Up to and including the line with "column 570, row 81", repeat every line of the listing exactly, beginning at the first.

----------

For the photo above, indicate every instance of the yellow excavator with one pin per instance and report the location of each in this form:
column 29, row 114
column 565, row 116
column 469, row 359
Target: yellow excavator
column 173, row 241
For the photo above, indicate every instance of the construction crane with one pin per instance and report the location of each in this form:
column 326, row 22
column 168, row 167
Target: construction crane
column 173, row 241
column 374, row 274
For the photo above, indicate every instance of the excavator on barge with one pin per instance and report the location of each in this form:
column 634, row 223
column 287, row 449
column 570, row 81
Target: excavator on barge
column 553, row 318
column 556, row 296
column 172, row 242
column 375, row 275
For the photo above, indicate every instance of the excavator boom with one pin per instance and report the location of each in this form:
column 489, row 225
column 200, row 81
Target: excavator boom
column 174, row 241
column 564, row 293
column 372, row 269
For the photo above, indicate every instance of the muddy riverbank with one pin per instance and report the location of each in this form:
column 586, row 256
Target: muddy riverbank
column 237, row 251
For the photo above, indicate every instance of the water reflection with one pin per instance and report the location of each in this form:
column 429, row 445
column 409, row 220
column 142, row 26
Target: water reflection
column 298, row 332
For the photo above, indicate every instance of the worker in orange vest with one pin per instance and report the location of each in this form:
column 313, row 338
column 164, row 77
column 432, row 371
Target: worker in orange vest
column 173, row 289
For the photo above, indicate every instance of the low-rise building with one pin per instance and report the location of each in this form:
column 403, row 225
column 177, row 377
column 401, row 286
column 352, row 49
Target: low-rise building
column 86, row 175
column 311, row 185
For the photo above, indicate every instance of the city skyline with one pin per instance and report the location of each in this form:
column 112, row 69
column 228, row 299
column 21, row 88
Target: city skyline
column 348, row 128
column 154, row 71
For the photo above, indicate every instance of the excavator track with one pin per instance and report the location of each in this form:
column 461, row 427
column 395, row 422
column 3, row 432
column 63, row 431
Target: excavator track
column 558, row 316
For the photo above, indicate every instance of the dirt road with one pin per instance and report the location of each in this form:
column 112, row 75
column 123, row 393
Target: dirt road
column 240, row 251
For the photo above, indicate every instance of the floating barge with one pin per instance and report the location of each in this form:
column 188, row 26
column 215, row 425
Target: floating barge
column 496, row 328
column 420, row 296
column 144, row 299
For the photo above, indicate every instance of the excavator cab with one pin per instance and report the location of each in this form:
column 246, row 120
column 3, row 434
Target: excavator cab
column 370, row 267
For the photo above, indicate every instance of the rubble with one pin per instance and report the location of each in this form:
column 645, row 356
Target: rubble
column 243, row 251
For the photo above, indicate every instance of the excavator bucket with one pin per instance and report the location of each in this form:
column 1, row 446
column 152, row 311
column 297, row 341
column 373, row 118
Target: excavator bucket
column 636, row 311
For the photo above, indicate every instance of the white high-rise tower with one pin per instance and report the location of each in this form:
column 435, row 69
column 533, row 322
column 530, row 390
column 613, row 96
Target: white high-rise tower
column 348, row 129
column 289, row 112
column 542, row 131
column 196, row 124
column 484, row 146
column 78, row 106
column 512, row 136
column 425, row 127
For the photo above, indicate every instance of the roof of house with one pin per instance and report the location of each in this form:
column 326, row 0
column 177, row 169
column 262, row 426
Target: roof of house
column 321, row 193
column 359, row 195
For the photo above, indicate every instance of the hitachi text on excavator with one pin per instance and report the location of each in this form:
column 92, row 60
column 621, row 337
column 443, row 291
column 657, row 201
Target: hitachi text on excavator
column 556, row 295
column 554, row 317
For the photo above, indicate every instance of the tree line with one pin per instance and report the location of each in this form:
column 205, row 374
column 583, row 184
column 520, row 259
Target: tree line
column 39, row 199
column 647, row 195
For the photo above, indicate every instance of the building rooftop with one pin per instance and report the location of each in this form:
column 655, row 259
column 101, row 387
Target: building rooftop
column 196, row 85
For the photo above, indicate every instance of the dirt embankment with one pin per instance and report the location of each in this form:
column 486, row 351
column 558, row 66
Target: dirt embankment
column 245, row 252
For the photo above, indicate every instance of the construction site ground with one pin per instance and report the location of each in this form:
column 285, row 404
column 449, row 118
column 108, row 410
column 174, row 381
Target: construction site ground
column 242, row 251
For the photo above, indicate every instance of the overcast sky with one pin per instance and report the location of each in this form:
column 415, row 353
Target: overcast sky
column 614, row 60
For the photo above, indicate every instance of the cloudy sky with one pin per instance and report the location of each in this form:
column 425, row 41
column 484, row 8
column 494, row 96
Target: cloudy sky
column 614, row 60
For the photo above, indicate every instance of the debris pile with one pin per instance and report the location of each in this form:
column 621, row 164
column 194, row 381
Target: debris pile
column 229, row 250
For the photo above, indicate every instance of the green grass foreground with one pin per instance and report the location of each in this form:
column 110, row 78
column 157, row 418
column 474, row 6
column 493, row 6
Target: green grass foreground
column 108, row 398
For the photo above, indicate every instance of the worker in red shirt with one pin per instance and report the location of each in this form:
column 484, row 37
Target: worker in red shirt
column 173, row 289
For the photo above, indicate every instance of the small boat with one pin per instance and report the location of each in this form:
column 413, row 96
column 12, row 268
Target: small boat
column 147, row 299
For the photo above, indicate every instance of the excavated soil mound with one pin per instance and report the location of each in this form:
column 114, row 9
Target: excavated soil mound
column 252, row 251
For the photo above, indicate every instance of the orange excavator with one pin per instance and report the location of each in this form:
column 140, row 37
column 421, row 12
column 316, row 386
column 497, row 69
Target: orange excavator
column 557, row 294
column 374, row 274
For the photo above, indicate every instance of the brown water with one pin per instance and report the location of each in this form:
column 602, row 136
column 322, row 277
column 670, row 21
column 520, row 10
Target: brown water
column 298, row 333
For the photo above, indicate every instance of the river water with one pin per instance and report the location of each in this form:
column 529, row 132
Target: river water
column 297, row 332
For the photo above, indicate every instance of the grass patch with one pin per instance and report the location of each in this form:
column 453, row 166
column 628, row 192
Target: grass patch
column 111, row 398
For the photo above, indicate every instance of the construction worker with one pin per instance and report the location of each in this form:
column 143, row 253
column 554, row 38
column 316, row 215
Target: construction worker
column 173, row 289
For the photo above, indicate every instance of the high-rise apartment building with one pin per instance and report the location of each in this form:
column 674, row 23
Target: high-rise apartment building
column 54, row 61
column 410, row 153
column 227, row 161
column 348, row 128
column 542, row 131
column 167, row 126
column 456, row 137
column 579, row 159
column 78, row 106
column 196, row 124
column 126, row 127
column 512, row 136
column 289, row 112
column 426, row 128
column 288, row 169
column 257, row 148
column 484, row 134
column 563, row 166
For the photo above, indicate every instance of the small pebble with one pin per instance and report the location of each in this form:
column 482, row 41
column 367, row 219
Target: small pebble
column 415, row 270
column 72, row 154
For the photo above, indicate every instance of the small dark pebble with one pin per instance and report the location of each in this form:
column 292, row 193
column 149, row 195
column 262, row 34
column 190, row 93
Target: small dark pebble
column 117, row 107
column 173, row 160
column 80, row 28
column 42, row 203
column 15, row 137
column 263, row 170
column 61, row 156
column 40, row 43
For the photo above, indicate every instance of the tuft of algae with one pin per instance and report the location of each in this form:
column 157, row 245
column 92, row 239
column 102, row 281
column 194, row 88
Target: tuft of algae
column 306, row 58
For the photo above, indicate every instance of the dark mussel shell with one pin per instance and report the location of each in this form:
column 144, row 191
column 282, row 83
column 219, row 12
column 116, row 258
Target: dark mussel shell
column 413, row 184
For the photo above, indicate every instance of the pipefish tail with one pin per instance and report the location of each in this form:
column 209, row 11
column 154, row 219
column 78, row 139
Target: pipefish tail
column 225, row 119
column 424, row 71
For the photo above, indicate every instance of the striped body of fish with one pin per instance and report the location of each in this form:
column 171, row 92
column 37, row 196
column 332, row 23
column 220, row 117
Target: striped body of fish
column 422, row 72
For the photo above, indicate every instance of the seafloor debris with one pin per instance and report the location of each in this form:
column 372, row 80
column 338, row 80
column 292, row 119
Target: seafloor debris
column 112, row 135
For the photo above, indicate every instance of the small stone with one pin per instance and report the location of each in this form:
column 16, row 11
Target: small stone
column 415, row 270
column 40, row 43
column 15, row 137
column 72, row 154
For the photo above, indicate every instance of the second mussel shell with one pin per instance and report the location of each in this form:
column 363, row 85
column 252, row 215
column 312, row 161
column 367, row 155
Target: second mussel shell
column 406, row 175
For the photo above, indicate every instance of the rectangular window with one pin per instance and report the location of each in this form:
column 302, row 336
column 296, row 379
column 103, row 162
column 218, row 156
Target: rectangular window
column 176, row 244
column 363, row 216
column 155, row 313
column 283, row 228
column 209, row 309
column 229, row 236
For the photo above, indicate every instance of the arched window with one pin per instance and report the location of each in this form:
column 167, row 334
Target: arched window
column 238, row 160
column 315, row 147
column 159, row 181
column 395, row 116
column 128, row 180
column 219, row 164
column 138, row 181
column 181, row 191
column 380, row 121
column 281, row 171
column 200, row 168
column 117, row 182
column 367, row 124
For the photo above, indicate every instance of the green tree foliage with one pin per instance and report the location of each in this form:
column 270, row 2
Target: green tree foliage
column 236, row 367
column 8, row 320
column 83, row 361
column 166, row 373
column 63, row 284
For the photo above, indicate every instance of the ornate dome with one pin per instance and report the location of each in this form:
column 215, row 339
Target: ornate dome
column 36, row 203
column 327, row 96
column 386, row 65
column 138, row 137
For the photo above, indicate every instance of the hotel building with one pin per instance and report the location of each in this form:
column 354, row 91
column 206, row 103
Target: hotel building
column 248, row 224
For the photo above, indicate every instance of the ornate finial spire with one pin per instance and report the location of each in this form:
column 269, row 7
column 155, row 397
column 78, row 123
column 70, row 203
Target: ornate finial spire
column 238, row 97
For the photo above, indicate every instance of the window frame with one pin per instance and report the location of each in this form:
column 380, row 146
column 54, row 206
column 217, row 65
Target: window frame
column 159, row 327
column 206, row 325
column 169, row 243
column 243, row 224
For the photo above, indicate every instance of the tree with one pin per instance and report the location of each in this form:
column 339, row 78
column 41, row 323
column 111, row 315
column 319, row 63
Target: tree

----------

Problem solution:
For the photo above, indicate every instance of the yellow excavator with one pin per instance and report the location of each in this form:
column 29, row 114
column 565, row 116
column 469, row 359
Target: yellow excavator
column 173, row 241
For the photo above, indicate every instance of the construction crane with one pin per instance and report the location of each in this form:
column 326, row 22
column 168, row 167
Target: construction crane
column 173, row 241
column 374, row 274
For the photo above, indicate every instance of the excavator on barge with one pin per instance and report the location of each in this form:
column 634, row 223
column 287, row 449
column 570, row 81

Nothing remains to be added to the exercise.